=== GIVEN ENTRIES ===

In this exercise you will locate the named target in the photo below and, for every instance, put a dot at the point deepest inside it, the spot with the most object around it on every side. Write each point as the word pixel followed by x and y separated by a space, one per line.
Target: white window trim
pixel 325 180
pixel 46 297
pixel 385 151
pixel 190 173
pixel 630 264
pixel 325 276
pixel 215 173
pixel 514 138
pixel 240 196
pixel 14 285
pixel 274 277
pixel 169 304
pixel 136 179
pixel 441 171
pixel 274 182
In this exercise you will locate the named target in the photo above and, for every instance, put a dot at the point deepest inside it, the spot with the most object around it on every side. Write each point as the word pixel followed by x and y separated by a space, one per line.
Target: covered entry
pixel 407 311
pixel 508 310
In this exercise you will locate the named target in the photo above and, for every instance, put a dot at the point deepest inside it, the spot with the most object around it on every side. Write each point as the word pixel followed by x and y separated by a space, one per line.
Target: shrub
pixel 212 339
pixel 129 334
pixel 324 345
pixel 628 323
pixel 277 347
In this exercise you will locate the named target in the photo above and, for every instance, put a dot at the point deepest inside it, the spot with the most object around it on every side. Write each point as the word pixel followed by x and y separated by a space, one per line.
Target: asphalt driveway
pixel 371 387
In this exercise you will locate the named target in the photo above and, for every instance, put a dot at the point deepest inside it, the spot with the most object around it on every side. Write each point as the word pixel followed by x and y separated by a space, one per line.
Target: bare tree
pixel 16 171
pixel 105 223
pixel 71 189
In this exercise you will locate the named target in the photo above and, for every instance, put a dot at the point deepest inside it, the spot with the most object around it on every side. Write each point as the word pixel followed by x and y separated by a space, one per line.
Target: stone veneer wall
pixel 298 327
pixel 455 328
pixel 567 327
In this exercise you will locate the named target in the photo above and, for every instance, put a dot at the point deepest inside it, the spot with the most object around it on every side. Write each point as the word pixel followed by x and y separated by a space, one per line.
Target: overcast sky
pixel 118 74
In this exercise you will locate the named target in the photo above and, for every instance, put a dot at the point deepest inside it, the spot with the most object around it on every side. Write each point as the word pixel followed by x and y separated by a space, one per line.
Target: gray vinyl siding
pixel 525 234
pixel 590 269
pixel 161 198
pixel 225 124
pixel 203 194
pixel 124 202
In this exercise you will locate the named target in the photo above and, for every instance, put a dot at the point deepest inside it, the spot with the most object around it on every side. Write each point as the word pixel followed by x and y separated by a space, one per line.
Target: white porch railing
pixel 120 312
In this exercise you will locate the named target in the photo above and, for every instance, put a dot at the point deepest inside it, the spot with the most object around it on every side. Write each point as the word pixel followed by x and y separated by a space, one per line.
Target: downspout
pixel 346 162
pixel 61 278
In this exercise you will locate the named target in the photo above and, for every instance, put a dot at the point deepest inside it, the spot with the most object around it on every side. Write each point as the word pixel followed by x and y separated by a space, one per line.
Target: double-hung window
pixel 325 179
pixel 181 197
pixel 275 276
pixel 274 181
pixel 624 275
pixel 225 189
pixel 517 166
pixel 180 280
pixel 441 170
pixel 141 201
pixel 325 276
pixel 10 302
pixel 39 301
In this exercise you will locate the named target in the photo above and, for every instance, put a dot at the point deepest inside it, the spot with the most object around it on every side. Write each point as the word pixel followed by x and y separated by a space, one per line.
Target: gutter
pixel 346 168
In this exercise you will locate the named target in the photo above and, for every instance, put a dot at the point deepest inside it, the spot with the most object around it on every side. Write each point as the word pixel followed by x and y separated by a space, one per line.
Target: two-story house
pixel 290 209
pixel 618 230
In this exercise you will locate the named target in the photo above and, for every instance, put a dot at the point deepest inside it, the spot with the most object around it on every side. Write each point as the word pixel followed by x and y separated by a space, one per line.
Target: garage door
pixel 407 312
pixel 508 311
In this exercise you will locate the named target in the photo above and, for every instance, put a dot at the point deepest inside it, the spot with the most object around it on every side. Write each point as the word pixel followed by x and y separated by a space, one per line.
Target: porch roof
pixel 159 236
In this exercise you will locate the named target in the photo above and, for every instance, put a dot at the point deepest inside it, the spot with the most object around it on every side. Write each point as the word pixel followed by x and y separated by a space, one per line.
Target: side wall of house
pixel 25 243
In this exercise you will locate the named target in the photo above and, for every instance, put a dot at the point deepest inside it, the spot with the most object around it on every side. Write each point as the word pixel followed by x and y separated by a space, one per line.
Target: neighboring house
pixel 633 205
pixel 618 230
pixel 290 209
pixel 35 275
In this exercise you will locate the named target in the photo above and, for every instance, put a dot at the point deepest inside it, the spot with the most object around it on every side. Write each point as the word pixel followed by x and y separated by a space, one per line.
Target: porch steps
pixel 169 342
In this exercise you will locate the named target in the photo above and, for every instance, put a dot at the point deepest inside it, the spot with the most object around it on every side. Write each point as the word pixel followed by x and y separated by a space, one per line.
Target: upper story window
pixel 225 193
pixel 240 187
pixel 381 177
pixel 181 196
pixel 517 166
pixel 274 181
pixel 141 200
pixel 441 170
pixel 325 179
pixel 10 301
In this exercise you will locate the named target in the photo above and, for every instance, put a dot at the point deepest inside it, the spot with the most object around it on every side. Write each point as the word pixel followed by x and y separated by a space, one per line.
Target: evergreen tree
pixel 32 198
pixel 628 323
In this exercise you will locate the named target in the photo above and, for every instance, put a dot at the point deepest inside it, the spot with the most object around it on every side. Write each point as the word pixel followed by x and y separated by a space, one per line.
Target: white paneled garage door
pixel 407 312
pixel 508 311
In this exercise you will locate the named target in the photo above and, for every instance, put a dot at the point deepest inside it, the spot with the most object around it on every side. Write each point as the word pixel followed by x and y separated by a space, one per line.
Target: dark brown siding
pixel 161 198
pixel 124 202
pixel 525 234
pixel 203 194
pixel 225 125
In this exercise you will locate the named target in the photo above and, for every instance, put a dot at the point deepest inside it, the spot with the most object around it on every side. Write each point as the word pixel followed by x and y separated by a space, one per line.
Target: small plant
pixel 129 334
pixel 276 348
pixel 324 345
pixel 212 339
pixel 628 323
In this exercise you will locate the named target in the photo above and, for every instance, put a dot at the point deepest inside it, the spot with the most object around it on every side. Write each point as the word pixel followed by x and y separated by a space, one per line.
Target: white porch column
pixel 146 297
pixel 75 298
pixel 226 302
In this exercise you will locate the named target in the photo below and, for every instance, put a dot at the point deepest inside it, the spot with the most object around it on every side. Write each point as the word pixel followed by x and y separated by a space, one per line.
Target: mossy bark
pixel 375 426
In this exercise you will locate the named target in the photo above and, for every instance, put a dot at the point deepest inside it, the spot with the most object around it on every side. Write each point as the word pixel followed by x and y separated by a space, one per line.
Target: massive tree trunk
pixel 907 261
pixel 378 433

=== WRITTEN PROBLEM ===
Print all of the items above again, line for line, with nothing changed.

=== SOLUTION TO THE PROBLEM ===
In this exercise you will locate the named target in the photo below and, for every instance, put a dot at the point deepest inside it, the spot with the most object around it on every side. Write each point as the word pixel followed by x and y separated by a space, one per line.
Target: white window trim
pixel 325 180
pixel 46 297
pixel 385 151
pixel 190 173
pixel 630 264
pixel 325 276
pixel 215 173
pixel 514 138
pixel 240 196
pixel 14 285
pixel 274 277
pixel 169 304
pixel 136 179
pixel 441 171
pixel 274 182
In this exercise you will locate the named target in the photo above and, for every instance, put a dot at the point deepest inside it, the spot with the most object around it on every side. Write each point as the word pixel followed by x and y separated by a space, one per line.
Target: covered entry
pixel 407 311
pixel 508 310
In this exercise you will locate the named target in the photo above and, for every instance, put a dot at the point deepest inside it, the spot with the most object around it on every side. Write each point as the word pixel followed by x and y separated by a space, one per line.
Target: shrub
pixel 212 339
pixel 129 334
pixel 324 345
pixel 628 323
pixel 277 347
In this exercise you will locate the named target in the photo above and, for every instance, put a dot at the point deepest inside it, the spot with the most object around it on every side. Write each point as the word pixel followed by x and y separated by a space, one per line.
Target: asphalt driveway
pixel 371 387
In this exercise you will locate the named target in the photo above and, for every instance, put a dot at the point deepest inside it, the spot with the most object around it on every side. Write each point as the word pixel followed by x and y separated by a space, one per line.
Target: bare tree
pixel 16 171
pixel 105 223
pixel 71 189
In this exercise you will locate the named target in the photo above and, for every instance, put a dot at the point deepest inside it, the spot with the most object around it on every side. Write each point as the word pixel followed by x and y separated by a space, one per line.
Target: stone veneer wall
pixel 298 327
pixel 455 328
pixel 567 327
In this exercise you will locate the named target in the photo above and, for every instance, put a dot at the point deepest inside it, the spot with the most object around it on every side. Write each point as the word pixel followed by x and y separated by a space, one per line.
Target: overcast sky
pixel 118 74
In this exercise you will locate the named target in the photo above and, for every instance, put a dot at the point deepest inside it, the spot with the most object around it on every side. Write each point as the word pixel followed by x and y separated by a space, one per line.
Target: gray vinyl siding
pixel 525 234
pixel 590 269
pixel 161 198
pixel 225 124
pixel 203 194
pixel 124 202
In this exercise you will locate the named target in the photo above and, for every instance, put a dot at the point deepest inside it, the spot with the most object around it on every side. Write each point as the word pixel followed by x and y separated by a space, one per line.
Target: white porch railing
pixel 120 312
In this exercise you will locate the named target in the photo above and, for every instance, put a dot at the point deepest inside it, the spot with the most object around it on every side. Write each point as the word pixel followed by x and y separated by a space, one per line.
Target: downspout
pixel 346 162
pixel 61 278
In this exercise you will locate the named target in the photo above and, for every instance, put a dot at the point deepest inside it, the spot with the most object around it on every side. Write each point as the word pixel followed by x and y separated by a space, one per line.
Target: double-hung window
pixel 325 179
pixel 181 197
pixel 275 276
pixel 274 181
pixel 624 275
pixel 225 189
pixel 517 166
pixel 180 280
pixel 441 170
pixel 141 201
pixel 325 276
pixel 10 302
pixel 39 301
In this exercise you will locate the named target in the photo above and, for every instance, put a dot at the point deepest inside it, the spot with the most object around it on every side. Write each point as the word pixel followed by x and y separated by a space, one per line.
Target: gutter
pixel 346 168
In this exercise you will locate the named target in the photo above and, for every instance, put a dot at the point deepest inside it, the spot with the most object around it on every side. Write each point as the word pixel followed by x and y separated by a space, one per line.
Target: two-story house
pixel 290 209
pixel 618 230
In this exercise you will locate the named target in the photo above and, for every instance, put a dot at the point deepest inside it, the spot with the most object around it on every side. Write each point as the word pixel followed by x and y separated by a space, one per line.
Target: garage door
pixel 407 312
pixel 508 311
In this exercise you will locate the named target in the photo above and, for every instance, put a dot at the point deepest inside it, the spot with the most object around it on every side. Write each point as the word pixel followed by x and y separated by a space, one per line.
Target: porch roof
pixel 159 236
In this exercise you will locate the named target in the photo above and, for every instance, put a dot at the point deepest inside it, the spot with the most object around it on every side. Write each point as the word pixel followed by x and y separated by a space, one per line.
Target: side wall of house
pixel 25 243
In this exercise you will locate the named target in the photo above and, for every instance, put a dot at the point deepest inside it, the spot with the most object around it on every side. Write each point as the word pixel followed by x and y separated by a space, one per line.
Target: neighboring house
pixel 633 205
pixel 618 230
pixel 290 209
pixel 35 275
In this exercise you will locate the named target in the photo above and, for every instance, put a dot at the point deepest inside it, the spot with the most object around it on every side. Write each point as the word pixel followed by x and y separated by a space, one per line.
Target: porch steps
pixel 169 342
In this exercise you will locate the named target in the photo above and, for every instance, put a dot at the point deepest inside it, the spot with the most object around it on every side. Write each point as the word pixel followed by x and y separated by a space, one per line.
Target: upper story window
pixel 225 193
pixel 240 187
pixel 381 177
pixel 181 196
pixel 517 166
pixel 274 181
pixel 141 200
pixel 441 170
pixel 325 179
pixel 10 301
In this exercise you will locate the named target in the photo above and, for every instance, put a dot at the point deepest inside it, the spot with the most object around it on every side. Write each point as the word pixel followed by x and y separated by a space, one per line.
Target: evergreen tree
pixel 32 198
pixel 628 323
In this exercise you will locate the named target in the photo above and, for every instance, put a dot at the point deepest inside it, the spot with the most object around it on every side. Write each point as the word pixel followed by x and y separated by a space, one per line.
Target: white paneled garage door
pixel 407 312
pixel 508 311
In this exercise you will locate the named target in the photo above and, for every instance, put a dot at the point deepest inside it, the spot with the most object around it on every side. Write each point as the word pixel followed by x and y separated by a space, one per line.
Target: dark brown siding
pixel 161 198
pixel 124 202
pixel 525 234
pixel 203 194
pixel 225 125
In this exercise you will locate the named target in the photo above and, for every instance, put a dot at the point deepest inside it, the spot with the most object around it on every side. Write each point as the word pixel followed by x and y separated by a space, one per line.
Target: small plant
pixel 129 334
pixel 276 348
pixel 324 345
pixel 212 339
pixel 628 323
In this exercise you will locate the named target in the photo above and, for every instance, put a dot at the point deepest inside it, the spot with the most object around it on every side. Write each point as the word pixel followed by x and y separated by a space, one per line.
Target: white porch column
pixel 146 297
pixel 75 298
pixel 226 302
In this exercise you will locate the named target in the photo below and, for every instance, put a dot at the point deepest inside it, the spot with the most object around it on every side. Write each point as the word pixel followed by x and y separated by a space, one per line.
Target: mossy bark
pixel 375 426
In this exercise you will locate the named target in the photo above and, for every instance, put a dot at the point deepest inside it, the spot with the most object around it on every side. Write each point as the word pixel followed by x and y separated by a space, one per line.
Target: massive tree trunk
pixel 907 261
pixel 378 433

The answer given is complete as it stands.